-- BEGIN Text shown --

My husband, Keith Fiveson, deserves the most profound thanks because he sustains me with incredible love – not to mention a sense of humor and adventure!
ABOUT THE AUTHOR
Charlotte B. Beyer founded the Institute for Private Investors (IPI) in 1991, after 20 years on Wall Street, to help improve the relationship between wealthy investors and their financial advisors. Then in 1999 she collaborated with the Wharton School to create the first‐of‐its‐kind private wealth management curriculum for families with substantial assets. Named an Aresty Fellow in 2016, Beyer continues to teach in this program twice a year.
Beyer also launched the Investor Education Collaborative in 2004 to continue to spread the message of IPI, where she served as CEO for 21 years until her retirement in 2012. In 2015, Family Wealth Report awarded Beyer a Lifetime Achievement citation for her “tangible legacy” that “championed the interests of private investors.”
Beyer was recognized by IMCA® for key innovations and thought leadership in 2016 with the J. Richard Joyner Wealth Management Impact award. A graduate of Hunter College, Beyer also attended the University of Pennsylvania and the Stern/NYU Graduate School of Business Administration. A lifetime trustee of the Westover School, an all‐girls’ school, in 2012 Beyer founded the Principle Quest Foundation, a private foundation whose mission is to support innovative education and creative mentoring programs for girls and women.
She currently serves on the global association board of 100 Women in Finance and the Ambassador Board of Institutional Investor’s Journal of Wealth Management.

-- END Text shown --
-- BEGIN Records --

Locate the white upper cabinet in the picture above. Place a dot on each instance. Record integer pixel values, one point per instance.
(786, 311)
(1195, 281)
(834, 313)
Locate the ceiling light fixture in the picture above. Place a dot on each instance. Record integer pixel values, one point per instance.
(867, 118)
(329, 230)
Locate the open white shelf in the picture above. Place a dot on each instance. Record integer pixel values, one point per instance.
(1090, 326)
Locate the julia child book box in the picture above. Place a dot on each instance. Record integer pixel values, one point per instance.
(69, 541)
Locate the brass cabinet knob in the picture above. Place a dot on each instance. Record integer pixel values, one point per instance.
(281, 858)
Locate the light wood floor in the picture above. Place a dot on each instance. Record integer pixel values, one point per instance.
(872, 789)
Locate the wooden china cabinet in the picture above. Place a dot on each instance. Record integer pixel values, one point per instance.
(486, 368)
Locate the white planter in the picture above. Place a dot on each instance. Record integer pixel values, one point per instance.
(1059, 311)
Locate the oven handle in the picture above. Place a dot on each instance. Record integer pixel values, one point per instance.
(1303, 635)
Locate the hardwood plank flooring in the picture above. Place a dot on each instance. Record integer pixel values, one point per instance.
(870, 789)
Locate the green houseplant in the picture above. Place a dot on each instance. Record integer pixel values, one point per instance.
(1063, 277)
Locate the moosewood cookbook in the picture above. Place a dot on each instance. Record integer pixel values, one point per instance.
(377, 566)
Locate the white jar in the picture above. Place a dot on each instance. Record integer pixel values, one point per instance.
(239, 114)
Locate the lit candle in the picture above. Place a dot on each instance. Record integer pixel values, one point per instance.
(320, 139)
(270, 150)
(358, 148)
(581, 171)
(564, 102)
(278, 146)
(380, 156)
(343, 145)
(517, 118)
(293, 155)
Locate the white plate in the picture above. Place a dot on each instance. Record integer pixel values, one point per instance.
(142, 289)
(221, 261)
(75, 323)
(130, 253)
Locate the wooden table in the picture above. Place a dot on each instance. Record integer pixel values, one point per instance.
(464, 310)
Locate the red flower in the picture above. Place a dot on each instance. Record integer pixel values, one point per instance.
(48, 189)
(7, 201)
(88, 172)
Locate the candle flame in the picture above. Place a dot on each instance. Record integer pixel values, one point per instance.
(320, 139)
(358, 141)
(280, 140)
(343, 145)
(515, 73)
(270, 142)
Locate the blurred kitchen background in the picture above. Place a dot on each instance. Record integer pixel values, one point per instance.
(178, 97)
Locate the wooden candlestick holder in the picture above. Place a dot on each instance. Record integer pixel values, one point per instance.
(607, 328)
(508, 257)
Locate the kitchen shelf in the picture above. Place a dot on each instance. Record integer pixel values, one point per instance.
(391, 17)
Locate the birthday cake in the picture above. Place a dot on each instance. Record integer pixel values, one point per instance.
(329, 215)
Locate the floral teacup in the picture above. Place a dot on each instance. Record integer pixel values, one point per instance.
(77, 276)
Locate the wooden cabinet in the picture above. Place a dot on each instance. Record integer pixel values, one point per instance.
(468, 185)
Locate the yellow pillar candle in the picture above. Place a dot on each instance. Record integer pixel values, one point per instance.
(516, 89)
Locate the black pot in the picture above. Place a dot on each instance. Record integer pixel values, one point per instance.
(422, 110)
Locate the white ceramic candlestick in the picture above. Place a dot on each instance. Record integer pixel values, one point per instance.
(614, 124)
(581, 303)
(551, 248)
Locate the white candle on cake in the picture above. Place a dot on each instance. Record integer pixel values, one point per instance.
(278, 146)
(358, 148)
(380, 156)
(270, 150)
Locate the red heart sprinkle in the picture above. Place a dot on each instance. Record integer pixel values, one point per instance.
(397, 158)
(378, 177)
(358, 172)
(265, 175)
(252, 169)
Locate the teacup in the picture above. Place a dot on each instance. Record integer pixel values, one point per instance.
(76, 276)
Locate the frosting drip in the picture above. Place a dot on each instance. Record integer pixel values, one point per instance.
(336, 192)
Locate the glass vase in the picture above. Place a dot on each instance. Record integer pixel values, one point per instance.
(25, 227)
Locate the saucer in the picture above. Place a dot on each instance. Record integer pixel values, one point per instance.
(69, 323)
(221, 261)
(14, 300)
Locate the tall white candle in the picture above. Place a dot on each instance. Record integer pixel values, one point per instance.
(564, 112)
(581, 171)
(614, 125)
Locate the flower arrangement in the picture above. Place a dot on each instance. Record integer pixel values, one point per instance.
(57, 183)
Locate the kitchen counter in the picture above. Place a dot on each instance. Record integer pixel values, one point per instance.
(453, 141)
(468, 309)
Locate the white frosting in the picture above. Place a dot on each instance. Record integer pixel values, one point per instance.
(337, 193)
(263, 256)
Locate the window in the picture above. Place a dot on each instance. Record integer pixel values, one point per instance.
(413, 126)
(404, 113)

-- END Records --

**Task set**.
A: According to the author bio, which award did IMCA give Beyer in 2016?
B: Retype the stretch of the author bio from "She currently serves" through "of Wealth Management.".
The entries come from a separate source that has nothing to do with the author bio.

**Solutions**.
A: The J. Richard Joyner Wealth Management Impact award.

B:
She currently serves on the global association board of 100 Women in Finance and the Ambassador Board of Institutional Investor’s Journal of Wealth Management.